# Task statement:
For each entry below, copy the text exactly and leave out any picture.

# Saved data entries:
====

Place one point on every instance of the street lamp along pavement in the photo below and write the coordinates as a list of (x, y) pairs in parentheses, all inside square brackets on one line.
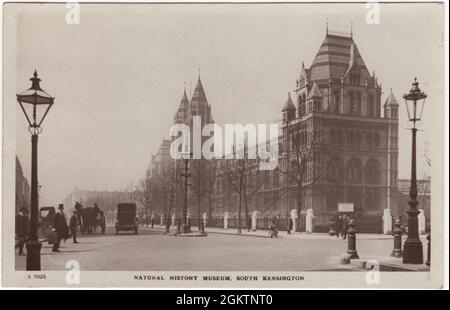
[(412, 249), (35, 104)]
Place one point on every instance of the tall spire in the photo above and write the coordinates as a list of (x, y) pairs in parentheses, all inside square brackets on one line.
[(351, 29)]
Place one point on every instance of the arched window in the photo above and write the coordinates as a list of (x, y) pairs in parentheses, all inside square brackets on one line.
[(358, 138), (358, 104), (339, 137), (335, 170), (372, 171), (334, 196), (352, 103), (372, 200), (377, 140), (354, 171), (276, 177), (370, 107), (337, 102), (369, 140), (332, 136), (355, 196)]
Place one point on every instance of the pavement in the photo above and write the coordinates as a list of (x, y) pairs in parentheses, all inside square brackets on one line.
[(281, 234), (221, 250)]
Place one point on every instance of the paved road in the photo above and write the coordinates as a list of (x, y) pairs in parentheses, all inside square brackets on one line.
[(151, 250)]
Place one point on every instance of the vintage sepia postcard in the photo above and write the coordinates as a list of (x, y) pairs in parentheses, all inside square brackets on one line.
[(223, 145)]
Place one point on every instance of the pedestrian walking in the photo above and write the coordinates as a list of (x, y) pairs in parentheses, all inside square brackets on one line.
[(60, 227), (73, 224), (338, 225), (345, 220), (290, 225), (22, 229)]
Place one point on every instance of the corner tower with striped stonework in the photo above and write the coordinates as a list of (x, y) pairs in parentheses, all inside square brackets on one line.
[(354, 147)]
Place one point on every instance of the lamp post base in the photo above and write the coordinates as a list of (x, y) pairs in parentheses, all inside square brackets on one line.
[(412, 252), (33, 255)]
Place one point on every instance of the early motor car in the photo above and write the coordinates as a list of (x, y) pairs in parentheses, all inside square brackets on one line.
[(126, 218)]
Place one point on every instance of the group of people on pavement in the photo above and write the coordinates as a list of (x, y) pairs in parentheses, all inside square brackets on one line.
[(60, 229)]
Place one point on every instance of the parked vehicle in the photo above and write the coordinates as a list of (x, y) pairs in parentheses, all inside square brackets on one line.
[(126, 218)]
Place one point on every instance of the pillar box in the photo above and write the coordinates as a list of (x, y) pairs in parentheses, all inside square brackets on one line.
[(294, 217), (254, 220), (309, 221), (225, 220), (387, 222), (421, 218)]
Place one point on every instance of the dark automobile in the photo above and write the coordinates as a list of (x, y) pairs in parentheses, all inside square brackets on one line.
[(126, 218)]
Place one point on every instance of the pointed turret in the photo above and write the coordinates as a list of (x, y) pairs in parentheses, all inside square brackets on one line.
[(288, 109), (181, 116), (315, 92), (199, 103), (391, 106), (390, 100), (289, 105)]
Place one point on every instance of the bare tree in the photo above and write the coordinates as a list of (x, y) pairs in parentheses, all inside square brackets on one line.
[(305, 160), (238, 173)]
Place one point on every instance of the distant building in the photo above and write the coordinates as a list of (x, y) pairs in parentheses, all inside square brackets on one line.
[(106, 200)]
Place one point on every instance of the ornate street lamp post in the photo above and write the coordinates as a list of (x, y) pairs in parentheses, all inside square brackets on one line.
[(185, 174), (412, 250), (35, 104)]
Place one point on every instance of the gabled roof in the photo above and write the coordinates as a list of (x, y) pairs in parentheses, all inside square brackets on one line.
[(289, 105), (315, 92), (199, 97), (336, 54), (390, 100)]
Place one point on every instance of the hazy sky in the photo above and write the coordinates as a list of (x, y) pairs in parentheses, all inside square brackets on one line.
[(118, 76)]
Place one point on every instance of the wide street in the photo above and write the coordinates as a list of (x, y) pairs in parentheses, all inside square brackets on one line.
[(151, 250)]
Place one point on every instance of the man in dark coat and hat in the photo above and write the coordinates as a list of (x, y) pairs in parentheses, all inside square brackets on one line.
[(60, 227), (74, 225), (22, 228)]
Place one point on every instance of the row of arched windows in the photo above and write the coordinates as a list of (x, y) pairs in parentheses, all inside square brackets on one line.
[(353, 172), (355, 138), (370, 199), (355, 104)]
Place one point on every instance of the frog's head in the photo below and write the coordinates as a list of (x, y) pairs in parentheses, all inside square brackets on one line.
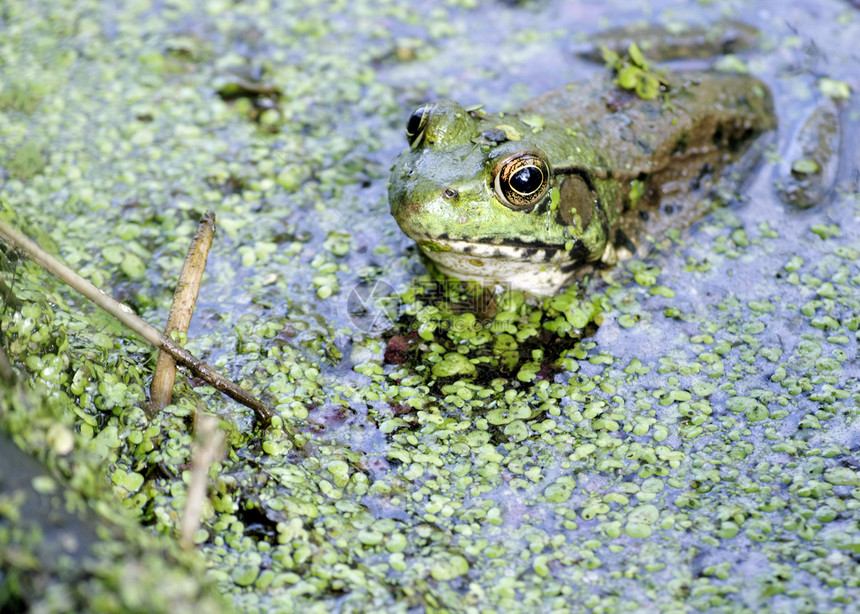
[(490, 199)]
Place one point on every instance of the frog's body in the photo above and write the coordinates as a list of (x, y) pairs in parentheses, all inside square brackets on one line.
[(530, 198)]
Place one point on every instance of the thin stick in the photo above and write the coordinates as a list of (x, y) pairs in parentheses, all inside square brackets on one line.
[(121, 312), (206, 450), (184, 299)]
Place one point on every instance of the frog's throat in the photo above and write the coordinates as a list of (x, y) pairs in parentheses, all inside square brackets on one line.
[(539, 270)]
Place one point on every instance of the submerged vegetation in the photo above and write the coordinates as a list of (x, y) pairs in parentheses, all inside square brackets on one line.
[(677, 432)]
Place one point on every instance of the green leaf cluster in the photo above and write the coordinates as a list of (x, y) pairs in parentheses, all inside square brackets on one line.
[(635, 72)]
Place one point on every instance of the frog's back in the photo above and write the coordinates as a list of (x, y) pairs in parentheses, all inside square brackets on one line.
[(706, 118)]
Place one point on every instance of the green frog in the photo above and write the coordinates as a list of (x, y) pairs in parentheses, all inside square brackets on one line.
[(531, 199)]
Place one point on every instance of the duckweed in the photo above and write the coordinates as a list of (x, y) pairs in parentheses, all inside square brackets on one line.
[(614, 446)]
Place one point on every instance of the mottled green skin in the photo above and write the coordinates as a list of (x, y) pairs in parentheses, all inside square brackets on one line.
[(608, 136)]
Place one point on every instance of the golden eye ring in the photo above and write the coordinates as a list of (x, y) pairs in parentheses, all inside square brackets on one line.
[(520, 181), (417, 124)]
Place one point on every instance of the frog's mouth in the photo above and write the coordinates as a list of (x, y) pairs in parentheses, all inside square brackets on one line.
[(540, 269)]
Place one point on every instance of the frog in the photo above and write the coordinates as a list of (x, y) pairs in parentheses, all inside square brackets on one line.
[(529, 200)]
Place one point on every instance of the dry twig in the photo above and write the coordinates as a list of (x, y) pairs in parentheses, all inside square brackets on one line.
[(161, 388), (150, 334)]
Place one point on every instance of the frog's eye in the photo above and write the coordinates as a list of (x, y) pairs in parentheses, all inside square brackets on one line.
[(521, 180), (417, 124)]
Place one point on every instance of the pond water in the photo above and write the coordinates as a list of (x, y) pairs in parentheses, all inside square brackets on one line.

====

# Solution to this exercise:
Place one point on every instance of the street lamp along pavement in the photo below and write the coordinates as a list of (x, y) pairs in parentheses, all inside square brackets on one line.
[(412, 249), (35, 104)]
Place one point on every instance of the tall spire in the photo above and write the coordinates as a list of (x, y) pairs in parentheses, all inside square brackets on one line.
[(351, 29)]
Place one point on every instance of the arched window in the photo above and write the coordinates as a list of (x, y) pairs in parentheses, all inside square brackets on one line.
[(358, 138), (358, 104), (339, 137), (335, 170), (372, 171), (334, 196), (352, 103), (372, 200), (377, 140), (354, 171), (276, 177), (370, 107), (337, 102), (369, 140), (332, 136), (355, 196)]
Place one point on every instance of the pavement in the photo above and write the coordinates as a list of (x, y) pairs in parentheses, all inside square brackets on one line.
[(281, 234), (221, 250)]
Place one point on every instance of the paved road in the photo above and write the coordinates as a list of (x, y) pairs in parentheses, all inside square brackets on one line.
[(151, 250)]
Place one point on every instance of the vintage sepia postcard in the photo above and write the coordinates as a list of (x, y) pairs in parentheses, all inside square brackets on one line.
[(223, 145)]
Place one point on every instance of the pedestrian walking in the photo above and write the coordinates as a list of (x, y) pairs in parentheses, all inside square brackets on one line.
[(60, 227), (73, 224), (338, 225), (345, 220), (290, 225), (22, 229)]
Place one point on every instance of the corner tower with striped stonework in the photo above and write the coordinates as a list of (x, y) pairs in parentheses, all inside square brackets on one line.
[(354, 147)]
Place one point on every instance of the lamp post base in the photo above and write the coordinates as a list of (x, y) pairs in parentheses, all inside square brackets on one line.
[(412, 252), (33, 255)]
Place one point on every instance of the early motor car in the photo above and write the coordinates as a list of (x, y) pairs in parentheses, all inside square brackets on one line.
[(126, 218)]
Place one point on every instance of the group of people on pavement in the photo above and write the coordinates as a list of (x, y) pairs in parentheses, all inside square brackets on one line.
[(60, 229)]
Place one point on every instance of the parked vehicle in the photo above and write the coordinates as a list of (x, y) pairs in parentheses, all inside square brackets on one line.
[(126, 218)]
Place one point on every instance of the pillar box in the photo above and write the coordinates as a list of (x, y) pairs in parentheses, all inside square brackets on one line.
[(294, 217), (254, 220), (309, 221), (225, 220), (387, 222), (421, 218)]
Place one point on every instance of the dark automobile in the photo above and write the coordinates as a list of (x, y) pairs in parentheses, all inside square brackets on one line.
[(126, 218)]
Place one point on every instance of the pointed turret in the photo above and write the coordinates as a list of (x, y) pairs in parentheses, all inside square brackets on one line.
[(288, 109), (181, 116), (315, 92), (199, 103), (391, 106), (390, 100), (289, 105)]
Place one point on every instance of the bare tree in the photo above and write the coordinates as a list of (x, y) pairs in parentheses, all inside square brackets on one line.
[(305, 160), (238, 173)]
Place one point on every instance of the distant building in the photo above and write the coordinates as a list of (x, y) pairs in parentheses, all inside square brackets on one line.
[(106, 200)]
Place one point on every instance of the ornate street lamp post in the photo above and write the coordinates as a list of (x, y) pairs in parentheses, all inside square brackets on one line.
[(185, 174), (412, 250), (35, 104)]
Place one point on every instance of the gabled roof in the photo above and write the coordinates as a list of (x, y) pairs in parentheses, all inside square brackets on one line.
[(289, 105), (315, 92), (199, 97), (336, 54), (390, 100)]
Place one point on every instance of the hazy sky in the photo above and write the coordinates as a list of (x, y) pairs in parentheses, all inside square brackets on one line.
[(118, 76)]
Place one point on every instance of the wide street in the photo above and write the coordinates as a list of (x, y) pairs in parentheses, all inside square brackets on one line.
[(151, 250)]
Place one point on every instance of the man in dark coat and hat in the photo above and write the coordinates as a list of (x, y) pairs in parentheses, all inside square brackets on one line.
[(60, 227), (74, 225), (22, 228)]
Place one point on every instance of the row of arched windows in the photo above and write the coordinates as a list of (x, y) pairs in parentheses, all inside square brackets on one line.
[(353, 172), (355, 138), (370, 199), (355, 104)]
Place one point on every instance of the frog's head in the photo below and write the coordinates as a list of (x, y) pairs in parentheses, all inside square brackets on one line.
[(490, 199)]
Place one point on every instance of the frog's body in the photo above and write the coordinates as a list of (x, y) pairs in parentheses, all inside square brackets on one line.
[(530, 198)]
Place one point on every instance of the thin stick in the photo above and write the coordinates as a list of (x, y) pairs in parentheses, all inside square brackets on one line.
[(121, 312), (206, 450), (184, 299)]
Place one point on every instance of the frog's throat in the photo above and write the coordinates as a list of (x, y) pairs in parentheses, all inside square brackets on one line.
[(539, 270)]
Place one point on every instance of the submerged vegetation in the photo above and write the coordinates as a list of (x, y) pairs in parentheses, all inside square brackets on one line.
[(677, 432)]
Place one point on every instance of the green leaf cluster in the photo above and write the coordinates as a list of (x, y) pairs in parentheses, all inside square brackets on one line.
[(635, 72)]
Place one point on every instance of the frog's back in the photo above and write the coordinates as a list of (x, y) pairs in parentheses, all inside square brackets on one line.
[(706, 118)]
Place one point on every instance of the green frog in the photo above and write the coordinates as a list of (x, y) pairs in parentheses, all inside square brackets on one line.
[(531, 199)]
Place one point on every instance of the duckweed in the photo above and write the coordinates as a list of (x, y) pairs in parentheses, all inside square brackets on one line.
[(614, 446)]
Place one point on every instance of the mottled green skin in the photo above and write the coordinates as a list of (x, y) pairs in parentheses, all inside square brackets on one line.
[(608, 136)]
Place one point on every instance of the golden eye ring in the photo above and write the coordinates as a list of (x, y) pairs in parentheses, all inside square brackets on one line.
[(520, 181), (417, 124)]
Place one point on every instance of the frog's mouth in the photo above and write the coordinates as a list of (x, y) pairs in parentheses, all inside square brackets on one line.
[(540, 269)]
Place one point on every instance of the frog in the photo above and write the coordinates as a list of (x, y) pairs in parentheses, all inside square brackets on one line.
[(529, 200)]
Place one point on every instance of the dry twig in the photo above and write the coordinates as a list of (x, y) pairs in parentheses, all inside square brackets on one line.
[(161, 388), (150, 334)]
Place one point on every instance of the frog's eye in the photo above and write the coordinates as a list of (x, y) pairs in parentheses, all inside square brackets on one line.
[(521, 180), (417, 124)]
Place one point on every instance of the pond water in the photo above and write the coordinates as a list of (x, y) pairs in parentheses, all inside square brackets on one line.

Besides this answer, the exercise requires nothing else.